[[ Passage provided open ]]

Luke’s also taken the liberty to rename most people in his life. I’m Feeps, Deanna is DeDe, and he’s even taken to calling himself Duke. The joys of being verbal but not a hundred percent.

With all of my in-laws in town, we got to open our pile of wedding presents and spending a whole evening reading each card one by one.

Simon and Luke came to visit us in Eugene, and we put them on our friend’s horses and let them ride around. You know, typical aunt and uncle activities.

In just a few weeks, Simon starts kindergarten.

I remember an old friend who was only slightly older than me talking to me about how this season of life involves “taking off the Superman mask” of people you once looked up to. I don’t think he had a good memory of Superman’s appearance, but his point is still valid.
It can be a tough thing to go through, but it’s important to learn to realize that we aren’t legends, just incredibly human. And that another part of growing up is that a new generation grows up after us and we get to see its beginning, a stage where human nature and innocence can mysteriously exist in the same small vessel.
After a long time apart, it was great to be around Luke.
This is from one of the last times we hung out. I was eating a really rich mocha cheesecake and I was sharing with everyone. This one probably couldn’t handle the caffeine but we didn’t want him feeling left out so we gave him a piece of the graham cracker crust. He ate it and immediately cocked his head and held it like this for what felt like ten minutes. Real good thing we didn’t give him the mocha part.
Had a blast with Rich and Beth in Eugene over the week… football game watching and eating good food and spending some quality time. Fishing too, of course, though not quite as many bites this time around.
Photo credit for this glorious shot of me devouring a burger from Sandwich League goes to none other than my nephew Simon. I had an inkling that he’d be pretty good behind a camera, and for having never really shot with one before, I’d say he figured it out nice and quickly.

I told him that he did the best job anybody has ever done of capturing all the details of me eating a burger and that he should feel pretty good about that. “Yeah, Uncle Philippe,” he responded. “You’re never going to forget that burger.” It was thoroughly archived, and he was right. I still remember that burger months later.

A tough past few days after a draining few weeks prior to that. Some quality nephew time is in order. Thank God it’s only a week away.

There’s the running trope about how many a family Thanksgiving erupts into a political debate that quickly goes sour. I know for a lot of people, that trope is rooted in reality.

I lucked out, I guess. My Thanksgivings were always centered around charades. But most of the time, I feel like the more vocal among my Facebook friends give me a taste of what those awkward Thanksgivings are like. Minus the food.

[[ Passage provided closed ]]

» Job
Carry on the family blog post about the nephews above, picking up right after its final sentence.

[[ Listed entries open ]]

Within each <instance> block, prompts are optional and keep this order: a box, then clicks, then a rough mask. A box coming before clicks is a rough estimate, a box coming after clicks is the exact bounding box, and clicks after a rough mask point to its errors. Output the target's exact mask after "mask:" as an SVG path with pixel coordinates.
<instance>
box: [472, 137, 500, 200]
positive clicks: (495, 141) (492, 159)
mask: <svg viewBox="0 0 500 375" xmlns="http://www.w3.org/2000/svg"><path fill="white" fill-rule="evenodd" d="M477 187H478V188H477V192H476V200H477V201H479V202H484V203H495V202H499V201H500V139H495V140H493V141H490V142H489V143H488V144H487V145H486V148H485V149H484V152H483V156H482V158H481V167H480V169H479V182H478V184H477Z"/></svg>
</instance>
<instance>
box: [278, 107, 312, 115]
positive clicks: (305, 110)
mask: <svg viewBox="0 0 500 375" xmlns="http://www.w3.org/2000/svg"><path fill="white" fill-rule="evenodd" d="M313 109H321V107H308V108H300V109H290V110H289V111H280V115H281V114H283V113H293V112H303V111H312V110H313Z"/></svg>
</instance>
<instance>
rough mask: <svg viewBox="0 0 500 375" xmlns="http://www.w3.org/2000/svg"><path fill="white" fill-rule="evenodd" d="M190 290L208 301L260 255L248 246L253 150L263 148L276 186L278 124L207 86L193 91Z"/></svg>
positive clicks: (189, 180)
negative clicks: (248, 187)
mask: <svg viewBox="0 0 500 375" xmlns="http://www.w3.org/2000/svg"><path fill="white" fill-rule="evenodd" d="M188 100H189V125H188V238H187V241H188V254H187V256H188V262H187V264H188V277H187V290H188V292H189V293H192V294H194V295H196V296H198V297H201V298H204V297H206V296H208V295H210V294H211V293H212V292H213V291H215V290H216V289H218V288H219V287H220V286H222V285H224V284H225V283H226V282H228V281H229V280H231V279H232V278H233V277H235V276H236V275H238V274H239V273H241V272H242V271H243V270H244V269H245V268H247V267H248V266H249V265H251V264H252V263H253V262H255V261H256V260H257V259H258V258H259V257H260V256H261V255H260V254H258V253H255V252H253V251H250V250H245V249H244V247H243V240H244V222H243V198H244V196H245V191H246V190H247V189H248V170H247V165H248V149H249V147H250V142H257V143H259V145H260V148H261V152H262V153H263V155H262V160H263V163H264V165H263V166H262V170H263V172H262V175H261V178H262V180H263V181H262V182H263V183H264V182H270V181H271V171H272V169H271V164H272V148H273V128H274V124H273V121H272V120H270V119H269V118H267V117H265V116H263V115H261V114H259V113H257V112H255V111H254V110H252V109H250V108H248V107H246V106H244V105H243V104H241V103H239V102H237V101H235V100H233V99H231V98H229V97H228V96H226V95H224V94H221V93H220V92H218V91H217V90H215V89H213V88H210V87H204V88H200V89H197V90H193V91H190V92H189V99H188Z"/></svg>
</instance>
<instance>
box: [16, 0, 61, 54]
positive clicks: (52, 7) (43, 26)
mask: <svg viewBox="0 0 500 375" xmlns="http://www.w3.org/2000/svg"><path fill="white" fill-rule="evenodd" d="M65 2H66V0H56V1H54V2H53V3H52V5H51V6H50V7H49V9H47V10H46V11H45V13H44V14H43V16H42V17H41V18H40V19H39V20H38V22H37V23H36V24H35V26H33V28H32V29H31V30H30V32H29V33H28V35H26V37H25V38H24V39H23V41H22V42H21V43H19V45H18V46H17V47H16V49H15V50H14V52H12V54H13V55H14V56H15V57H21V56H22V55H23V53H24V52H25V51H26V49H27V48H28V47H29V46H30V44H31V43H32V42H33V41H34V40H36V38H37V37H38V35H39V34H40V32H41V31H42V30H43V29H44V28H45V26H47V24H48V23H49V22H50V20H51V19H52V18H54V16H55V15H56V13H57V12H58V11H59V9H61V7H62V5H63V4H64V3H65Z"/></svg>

[[ Listed entries closed ]]

» Exercise result
I’m not a confrontational person, so I tend to be quickly turned off by rants and controversy. I’d rather dismiss it as boring “grownup stuff” and get back to charades. Except it’s hard to do that when you realize these issues people care so much about are often pretty important. Life or death issues in many cases.

Empathy and reframing thoughts are two big skills that come in handy during charades, so how’s this for a reframe? What if it’s actually a good thing we have these often tense conversations? Sure they often get nasty, but from what I’ve seen, there’s the other half of the time when they don’t, and I always learn good stuff from those conversations.

After all, we wouldn’t begin to get anywhere without communication, so at least were exchanging ideas. We’re talking, and that’s a good thing, even when the conversations get hard.

Sweet Life Patisserie makes some of the best artisan chocolates I’ve seen. They’re also pretty pricey, so it’s not very often that I actually get to try them, but whenever I go in there for other things, I get wildly curious about what their Jasmine flavored piece tastes like. Or the root beer float one. Or maple bacon. Or earl grey. Or all of them.

On the one year anniversary of us getting engaged, I got Deanna a box, and in turn she let me nibble on a few of them, since we got four small pieces for about six bucks.

One of the upsides to being a sentimental person with a good memory for dates is that I always know when my next opportunity will be to splurge a little bit on something I wouldn’t regularly buy.

It’s been one year since Deanna and I loaded up our car and moved into Eugene, not knowing a single person, not having a job for her.

I’d like to mention how far we’ve come, but it actually still feels like we’re just getting started. Moving at this point in our lives has brought its own set of challenges, but it’s been subtly rewarding at the same time. If anything, this will always be the place where we learn how to go from best friends to best friends who are married. And there are some really great views.

Happy birthday to Zhen, our world traveling friend! Celebrating this night with you was pretty fun!

Thankful for a fun community of friends burgeoning up in Eugene. Zhen’s leadership has definitely helped that grow and take off.

We’re newlyweds. The title won’t stick forever… it carries both fun and not so fun connotations… but it is what it is. Truth be told, I’ve had a lot of fun being married to Deanna, and that shouldn’t be all that surprising. Fun has been a hallmark of our relationship from the very start.

Hitting the middle of a busy season, we’ve both had to deal with work stresses and getting more tired versions of each other at the end of the day. It hasn’t been the easiest thing ever, but it’s so much better than having to go through those rough patches on our own. Looking ahead to our first batch of holidays being married is a real treat. It’s a common sore subject for many couples, but we’re taking it year by year and I think we’ve got a lot to look forward to this year.

A part-time peach farmer. A marathoner embarking on a new relationship for the second act of life. An 88 year old giraffe loving Korean War veteran. A bookseller about to embark for ten weeks in Chennai. A former Baptist campus minister. Second chances are for everyone.

I started doing book signings for the simple reason that I was missing the regular way I was able to meet and befriend and chat with strangers the way I did when I was on tour. Yesterday’s signing introduced me to some fun new people and the lunch was terrific.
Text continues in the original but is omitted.